## GIVEN INSTRUCTION
Write what comes next in the py-sharedmemory project description, starting after its final line of code.

## DOCUMENT PASSAGE
* Begin *

Optimized Python IPC: Uses shared memory to bypass multiprocessing queue I/O bottlenecks, ideal for large data (1MB+) in scientific computing, RL, etc. Reduces system load and improves latency consistency
Project description
py-sharedmemory: High-Performance Multiprocessing Queue Alternative for Large Data
Install using:
pip install py-sharedmemory
Python's standard multiprocessing.Queue pickles data for inter-process communication. This often creates performance bottlenecks in demanding applications like Deep Reinforcement Learning (DeepRL) training, scientific computing, or distributed systems that handle large data objects (e.g., NumPy arrays, tensors >1MB) or involve high I/O volumes between many processes (like actors, replay buffers, and trainers).
py-sharedmemory offers a high-performance replacement. It bypasses pickling by converting data into bytes and moving them into shared memory. Only minimal metadata is sent via the standard queue mechanism. This significantly reduces serialization overhead and inter-process I/O, drastically improving data transfer throughput for data-intensive Python multiprocessing tasks. If your application struggles with slow multiprocessing.Queue performance due to large object transfers, py-sharedmemory provides a faster alternative.
Usage example
import multiprocessing as mp
from memory import create_shared_memory_pair, SharedMemorySender, SharedMemoryReceiver
def producer_sm(sender:SharedMemorySender):
your_data = "your data"
sender.put(your_data) # blocks until there is space
# ...
# or
if sender.has_space():
sender.put(your_data)
# ...
sender.wait_for_all_ack() # wait for all data to be received before closing the sender
# ...
def consumer_sm(receiver:SharedMemoryReceiver, loops, size):
data = receiver.get() # blocks
# ...
# or
data = receiver.get(timeout=3) # raises queue.Empty exception after 3s
# ...
# or
data = receiver.get_nowait()
if data is None:
# handle empty case
# ...
if __name__ == '__main__':
sender, receiver = create_shared_memory_pair(capacity=5)
mp.Process(target=producer_sm, args=(sender,)).start()
mp.Process(target=consumer_sm, args=(receiver,)).start()

* End *

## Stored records
* Begin *

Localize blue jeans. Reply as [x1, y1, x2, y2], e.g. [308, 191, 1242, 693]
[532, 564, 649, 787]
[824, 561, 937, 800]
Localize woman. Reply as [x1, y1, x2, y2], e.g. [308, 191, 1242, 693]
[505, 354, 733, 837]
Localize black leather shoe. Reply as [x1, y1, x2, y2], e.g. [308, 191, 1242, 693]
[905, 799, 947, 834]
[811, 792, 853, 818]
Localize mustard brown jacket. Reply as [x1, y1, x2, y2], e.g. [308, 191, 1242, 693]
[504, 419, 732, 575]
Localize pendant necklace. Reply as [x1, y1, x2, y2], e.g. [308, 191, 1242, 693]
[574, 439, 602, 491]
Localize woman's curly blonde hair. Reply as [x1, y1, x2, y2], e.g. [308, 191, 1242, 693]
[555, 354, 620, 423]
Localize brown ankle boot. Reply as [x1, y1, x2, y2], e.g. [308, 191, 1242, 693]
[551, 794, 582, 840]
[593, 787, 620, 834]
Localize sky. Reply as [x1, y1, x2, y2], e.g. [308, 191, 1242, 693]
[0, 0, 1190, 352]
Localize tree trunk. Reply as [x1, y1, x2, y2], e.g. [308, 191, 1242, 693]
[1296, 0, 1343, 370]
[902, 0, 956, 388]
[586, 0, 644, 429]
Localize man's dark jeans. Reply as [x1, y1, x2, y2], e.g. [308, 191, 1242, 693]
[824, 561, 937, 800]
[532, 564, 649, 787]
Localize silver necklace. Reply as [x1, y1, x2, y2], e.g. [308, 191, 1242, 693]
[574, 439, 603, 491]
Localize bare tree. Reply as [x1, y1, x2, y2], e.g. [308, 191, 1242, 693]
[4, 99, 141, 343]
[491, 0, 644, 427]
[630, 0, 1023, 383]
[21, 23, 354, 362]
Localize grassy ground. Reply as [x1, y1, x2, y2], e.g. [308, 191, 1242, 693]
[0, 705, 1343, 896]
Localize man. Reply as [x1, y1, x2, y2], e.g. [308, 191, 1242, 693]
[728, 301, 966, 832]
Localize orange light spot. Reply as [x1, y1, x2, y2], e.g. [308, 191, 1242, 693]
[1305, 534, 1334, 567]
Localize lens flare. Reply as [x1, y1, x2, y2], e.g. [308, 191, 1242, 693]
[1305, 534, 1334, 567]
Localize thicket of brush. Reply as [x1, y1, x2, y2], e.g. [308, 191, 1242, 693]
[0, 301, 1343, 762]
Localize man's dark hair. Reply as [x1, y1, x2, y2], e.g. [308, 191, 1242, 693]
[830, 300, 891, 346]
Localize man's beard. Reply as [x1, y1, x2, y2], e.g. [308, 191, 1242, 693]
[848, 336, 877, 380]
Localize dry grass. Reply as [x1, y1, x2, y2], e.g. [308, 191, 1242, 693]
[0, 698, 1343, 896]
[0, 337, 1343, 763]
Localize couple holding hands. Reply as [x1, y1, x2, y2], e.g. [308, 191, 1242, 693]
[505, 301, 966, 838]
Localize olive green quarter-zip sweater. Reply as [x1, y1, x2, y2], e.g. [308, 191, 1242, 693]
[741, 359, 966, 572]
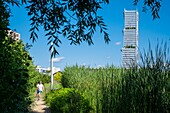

* End *

## THE ANSWER
Supported Types
The following data types are currently supported:
- bytes
- int
- float
- bool
- str
- np.ndarray
- np.dtype
As well as any nested structures of the following types:
- tuple/NamedTuple
- list
- dict
- set
Explanation
Let's assume I have the following data:
my_data = {
"idx": 12345,
"source": "actor_3",
"data_batch": np.zeros((64, 80, 4, 84, 84, 3), dtype=np.float32)
}
This object uses about ~1.7GB of RAM. Considering a bigger application with multiple processes generating, storing, providing and processing data, the total amount of inter-process I/O is quickly in the hundreds of GB/s. This is demanding on the system.
Using py-sharedmemory the data is instead moved into the system shared memory, which is accessible from other processes using a key. The information transferred via standard multiprocessing queues is reduced to this meta-data used for accessing and reconstructing the object:
(
'wnsm_1adcf1aa', # shared memory key
'd', 1734082569, # total byte size
<class 'dict'>, [ # data structure information
('i', 2, False),
('s', 7),
('n', 1734082560, dtype('float32'), (64, 80, 4, 84, 84, 3))
], ['idx', 'source', 'data_batch']
)
Large example
Assuming this is your data object:
from typing import NamedTuple
class TestNamedTuple(NamedTuple):
name: str
value: int
extensive_test_data = {
"test_id": 98765,
"description": "This is a comprehensive test data object.",
"is_active": True,
"parameters": {
"learning_rate": 0.001,
"batch_size": 128,
"optimizer": "adam",
"epsilon": 1e-8,
"byte_config": b'\x01\x02\x03\x04'
},
"data_samples": [
{
"sample_idx": 0,
"image_data": np.random.rand(32, 32, 3).astype(np.float32),
"label": 10,
"confidence": 0.95,
"flags": [True, False, True],
"metadata": ("image", "png", 32, 32)
},
{
"sample_idx": 1,
"image_data": np.zeros((16, 16, 1), dtype=np.uint8),
"label": 5,
"confidence": 0.88,
"flags": [False, False, True],
"metadata": ("image", "jpeg", 16, 16)
}
],
"settings_list": [
100,
"high",
False,
0.5,
b'setting_bytes',
(1, 'a', True),
{'nested_list_dict': [1, 2, {'deep_key': 'deep_value'}]},
np.array([1.1, 2.2, 3.3])
],
"unique_identifiers": {101, 202, 303, 101},
"status_codes": set([b'success', b'pending', b'failed']),
"data_types_used": [
np.dtype('float32'),
np.dtype('int64'),
np.dtype('uint8'),
np.dtype('bool_')
],
"complex_nested_structure": {
"level1_dict": {
"level2_list": [
"string_in_list",
12345,
True,
(10, 20, 30),
{"level3_dict": {"array_in_dict": np.arange(5)}},
TestNamedTuple(name='example', value=99)
],
"level2_set": {9, 8, 7, "set_string"},
"level2_tuple": (
"tuple_item_1",
56.78,
b'tuple_bytes',
[1, 2, 3],
{"nested_in_tuple": "hello"}
)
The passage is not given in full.